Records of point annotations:
################
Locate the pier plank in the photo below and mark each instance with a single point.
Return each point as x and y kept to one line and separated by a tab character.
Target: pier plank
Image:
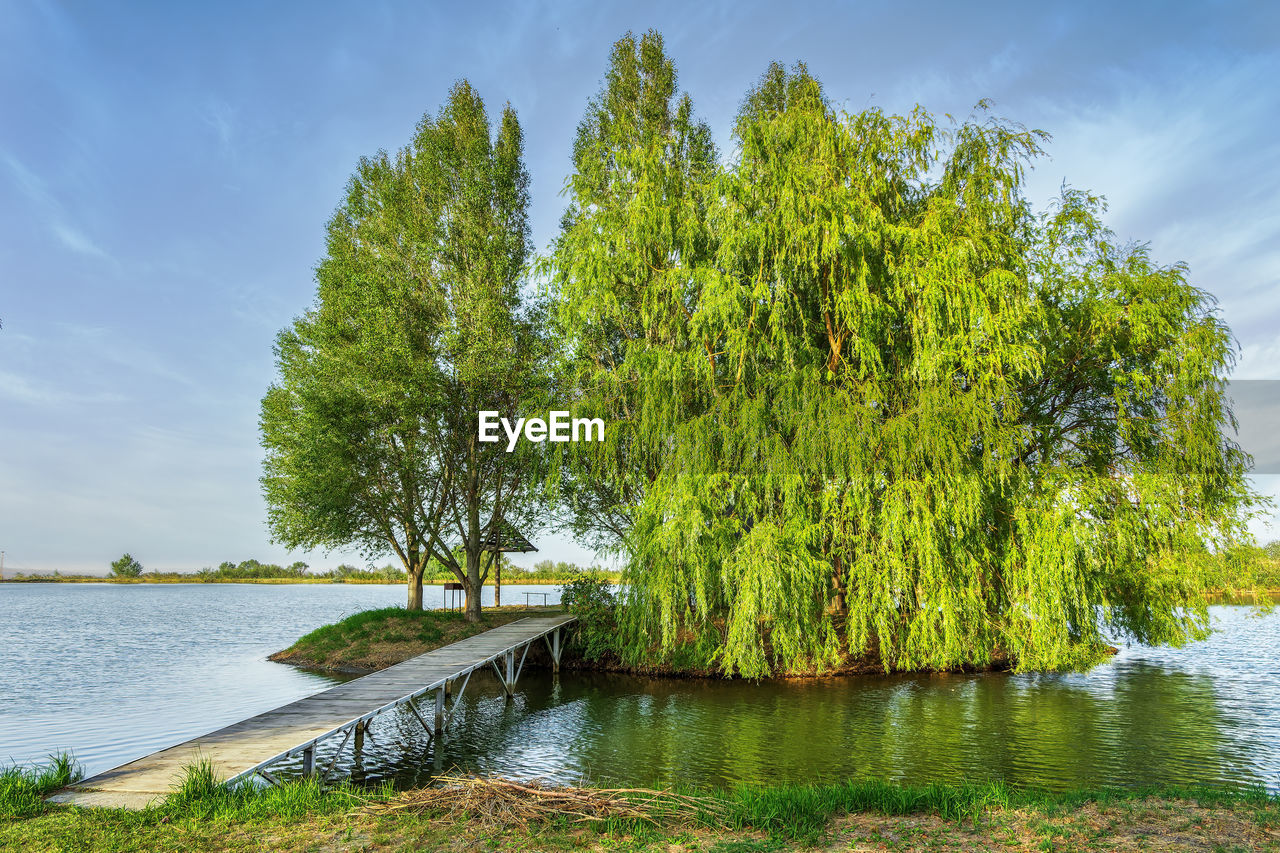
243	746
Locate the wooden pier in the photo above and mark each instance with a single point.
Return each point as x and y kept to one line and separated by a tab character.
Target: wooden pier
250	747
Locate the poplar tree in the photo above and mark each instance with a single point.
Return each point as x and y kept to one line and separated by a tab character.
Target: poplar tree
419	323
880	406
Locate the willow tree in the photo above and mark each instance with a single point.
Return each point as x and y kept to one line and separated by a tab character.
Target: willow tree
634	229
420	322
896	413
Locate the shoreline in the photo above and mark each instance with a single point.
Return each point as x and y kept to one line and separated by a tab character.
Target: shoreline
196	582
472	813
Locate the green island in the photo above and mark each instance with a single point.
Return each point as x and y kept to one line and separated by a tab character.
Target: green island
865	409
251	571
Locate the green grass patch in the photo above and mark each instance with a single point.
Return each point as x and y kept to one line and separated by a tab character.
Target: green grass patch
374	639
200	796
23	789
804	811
################
# SHORT EXERCISE:
Output the lines of the material above as a numbered list, with blank lines and the pictures left out.

# FINISHED EXERCISE:
1. Locate the pier plank in the photo below and mark each instance with a single point.
2. Return each point as x and y kept to one line and separated by a tab character.
3. Target: pier plank
4. Image:
5. 243	746
6. Locate the wooden pier in the photo above and mark each instance with a single point.
7. Return each point as x and y kept to one line and separated by a tab character.
8. Target: wooden pier
9. 250	747
10. Locate the poplar tree in the photo above and mark each instance with a single point.
11. Return each point as x and y kept to one line and separated by a tab character.
12. Target: poplar tree
13. 419	323
14. 880	406
15. Locate the willow tree in the photo above and mark each instance with a single point.
16. Return each point as x and y kept to one line and separated by a tab character.
17. Target: willow tree
18. 634	229
19. 420	322
20. 896	413
21. Locate the shoreline in the photo above and mark each instance with a single point.
22. Return each point as x and y kept to one line and separated by a tab character.
23. Target: shoreline
24. 196	582
25. 472	813
26. Locate the green island in the photo above and mark each instance with a single point.
27. Return each point as x and y kept to one line and separated by a tab character.
28. Target: green island
29. 865	409
30. 251	571
31. Locate the green grass patch in the photo above and mark each instance with a single point.
32. Return each point as x and y kept to one line and separated by a tab character.
33. Target: green grass patch
34. 374	639
35. 200	796
36. 23	789
37. 804	811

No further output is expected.